## TEXTE À LIRE
Critiques // « Voyageurs immobiles » de Philippe Genty au Rond Point

« Voyageurs immobiles » de Philippe Genty au Rond Point

Mai 28, 2010 | Aucun commentaire sur « Voyageurs immobiles » de Philippe Genty au Rond Point

Critique de Bruno Deslot

Une métaphore de l’humanité

Après avoir créé Voyageur immobile en 1995, Philippe Genty et sa troupe ont parcouru le monde, il nous reviennent au Théâtre du Rond Point avec une recréation au pluriel de cette fabuleuse aventure scénique.

© Pascal François

Un univers onirique aux représentations colorées, plongent chacun d’entre nous dans une projection de soi, un voyage intérieur en terre inconnue dont le langage explorant le visuel, fait sens par sa métonymie. Huit passagers, situés bien au-delà du temps, de l’espace et de toutes frontières physiques, sont traversés par des océans, des banquises, des éruptions, des transformations balayées par des vents récurrents comme autant d’états inconscients successifs menant les Voyageurs immobiles dans les déserts arides de notre imaginaire qui ouvre sans cesse les chemins du possible. Des corps en alerte sortent des boîtes dans lesquels ils sont contenus pour voguer sur les flots d’une mer gonflées de métamorphoses. Des têtes, des jambes, des bras s’animent au gré de la houle pour réinventer un schéma corporel relevant de l’inquiétante étrangeté, de l’expérience fantasmée du rêve éveillé, porté par une magie aussi surprenante qu’inhabituelle. Enrubannés ou masqués, les corps sont érodés par une mer incertaine, mettant en lumière les strates intérieures de leur constitution. Une tête, un bras, une main, tout semble interchangeable et relayé sans cesse par l’extrême dextérité de ces huit voyageurs en perpétuels mouvements. La création, la surprise et l’étonnement sont permanents et communiqués dans un langage qui s’émancipe des codes traditionnels du théâtre pour faire de la scène le lieu de l’inconscient.

## EXERCICE ÉCRIT 1
Reproduisez à l'identique les lignes de tous les enregistrements ci-dessous, sans y inclure les images.

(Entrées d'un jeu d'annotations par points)
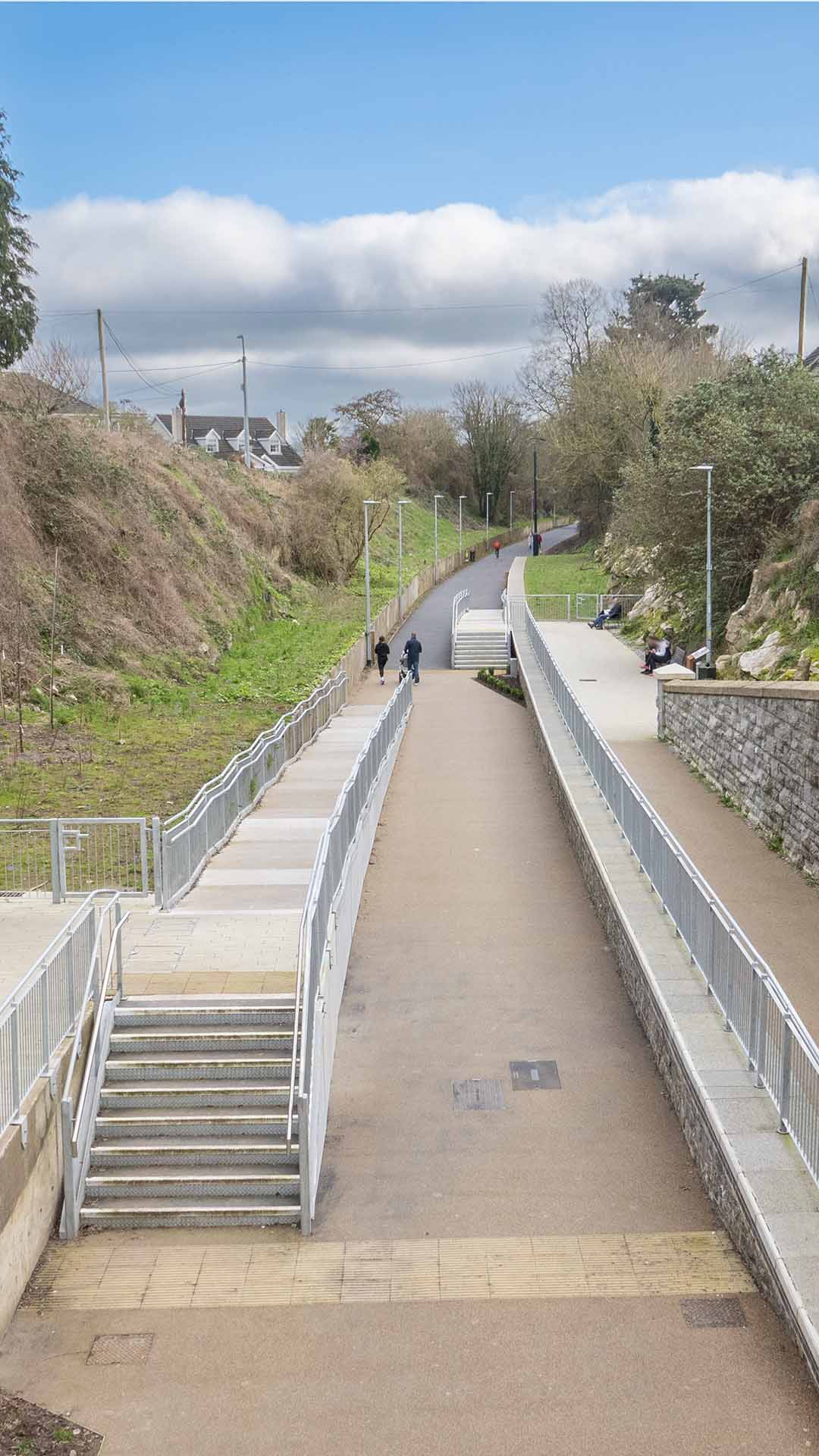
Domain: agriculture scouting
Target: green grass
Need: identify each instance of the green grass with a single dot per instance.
(564, 573)
(180, 721)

## EXERCICE ÉCRIT 2
D'après la critique du spectacle, en quelle année Philippe Genty a-t-il créé Voyageur immobile ?

## CORRIGÉ PROPOSÉ 1
Domain: agriculture scouting
Target: green grass
Need: identify each instance of the green grass with a single dot per instance.
(564, 573)
(180, 721)

## CORRIGÉ PROPOSÉ 2
En 1995.